SELECTED TEXT Start Marker

Introduces performance metrics and their properties that affect choice of algorithms for anomaly detection, performance analysis, capacity planning. There will be several examples that illustrate typical properties and anomalies.
Here’s the way typical performance metrics look like. CPU utilization, used memory, network io, disk io, etc. are drawn as time series. I’ll put no labels on axes because horizontal line is always time and vertical line is a value of some metric. There are cases when it helps to know what kind of metric we are analyzing but in general it doesn’t matter for statistical purposes. Sometimes all you know about metrics is their names and only developers can shed a light on meaning of a particular metric.
This style of visualization when black dots are individual data points and red curve is an averaged over some period value will be used for graphs. It allows to quickly see both data distribution (darkness of dot cloud) and its trend.
There are several interesting things on the picture above. One service crashed and was restarted which led to spikes on some graphs and drops on others. Another service is leaking memory which looks like a linear growth.
It helps a lot to have good understanding of a system (OS and application) when you are investigating performance problems. But sometimes you have no idea of what’s going on. In that case you have to check a lot of metrics in hope to find something interesting and related to the problem.
Humans are good at pattern recognition so they can spot trends and changes on graphs. I used to navigate through hundreds of graphs while investigating production problems but it doesn’t scale well. If you install metrics gathering agent (like collectd) on your server it’ll produce hundreds metrics. If you have dozen servers it’ll produce thousands metrics which is impossible for human to review on timely manner.
Faced that problem I noticed that I follow quite simple steps while analyzing data visually. I look for graphs which have some kind of change in their shape when things got broken or I’m looking for similar graphs (e.g. something that has spikes at the same time as error rate has spikes).
Statistical tools can spot some trends and recognize some patterns too. There is a whole body of knowledge on change point detection and clustering (grouping similar objects). With their help human can handle more data by looking only at interesting graphs and skipping unrelated noise.
When I started learning statistics I found that computer generated data is quite different from the ideal world of statistical models because of:
- Noise. At any point in time there is some change happening. System administrators do their job reconfiguring and restarting stuff, cron jobs are running, clients come and go. Sometimes it is a signal (e.g. mistake in reconfiguration which led to broken service) and sometimes it’s just a noise. If your servers happen to be in a cloud then latencies might come out of nowhere unrelated to your users’ activity.

SELECTED TEXT End Marker
RECORDS Start Marker

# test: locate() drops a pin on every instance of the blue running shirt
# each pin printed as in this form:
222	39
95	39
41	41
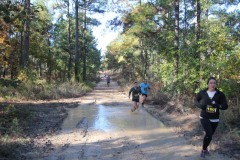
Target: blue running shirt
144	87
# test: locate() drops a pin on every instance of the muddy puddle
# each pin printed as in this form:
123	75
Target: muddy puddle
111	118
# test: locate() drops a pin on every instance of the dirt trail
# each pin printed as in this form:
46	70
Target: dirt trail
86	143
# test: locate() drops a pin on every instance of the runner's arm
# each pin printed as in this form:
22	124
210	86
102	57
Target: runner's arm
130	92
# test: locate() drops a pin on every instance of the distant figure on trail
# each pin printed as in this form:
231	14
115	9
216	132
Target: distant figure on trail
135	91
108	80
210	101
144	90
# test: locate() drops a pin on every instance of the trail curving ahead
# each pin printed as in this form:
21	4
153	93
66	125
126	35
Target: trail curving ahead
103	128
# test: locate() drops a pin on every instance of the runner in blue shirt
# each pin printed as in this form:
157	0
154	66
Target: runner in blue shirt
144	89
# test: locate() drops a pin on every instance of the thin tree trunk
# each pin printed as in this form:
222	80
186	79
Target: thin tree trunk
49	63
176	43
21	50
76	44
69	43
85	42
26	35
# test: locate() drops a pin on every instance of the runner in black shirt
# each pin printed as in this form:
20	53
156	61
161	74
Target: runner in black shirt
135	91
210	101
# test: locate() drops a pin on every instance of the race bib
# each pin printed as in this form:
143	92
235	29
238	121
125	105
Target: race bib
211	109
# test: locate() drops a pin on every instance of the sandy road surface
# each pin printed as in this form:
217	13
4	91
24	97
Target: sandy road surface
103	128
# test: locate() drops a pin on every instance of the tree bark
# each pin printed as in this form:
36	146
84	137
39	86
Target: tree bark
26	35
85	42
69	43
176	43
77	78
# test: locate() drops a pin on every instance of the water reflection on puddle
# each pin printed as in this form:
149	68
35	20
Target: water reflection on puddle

RECORDS End Marker

PROMPT 1 -
Answer from the text on performance metrics:
(a) What does the red curve on the graphs stand for?
(b) What does the service that is leaking memory look like on the picture?
(c) Which metrics gathering agent is named as an example?
PROMPT 2 - From the text on performance metrics, output the part that opens with the words containing "Introduces performance metrics" and closes with "a particular metric.".
The records can be set aside.

ANSWER 1 -
(a) A value averaged over some period.
(b) A linear growth.
(c) collectd.

ANSWER 2 -
Introduces performance metrics and their properties that affect choice of algorithms for anomaly detection, performance analysis, capacity planning. There will be several examples that illustrate typical properties and anomalies.
Here’s the way typical performance metrics look like. CPU utilization, used memory, network io, disk io, etc. are drawn as time series. I’ll put no labels on axes because horizontal line is always time and vertical line is a value of some metric. There are cases when it helps to know what kind of metric we are analyzing but in general it doesn’t matter for statistical purposes. Sometimes all you know about metrics is their names and only developers can shed a light on meaning of a particular metric.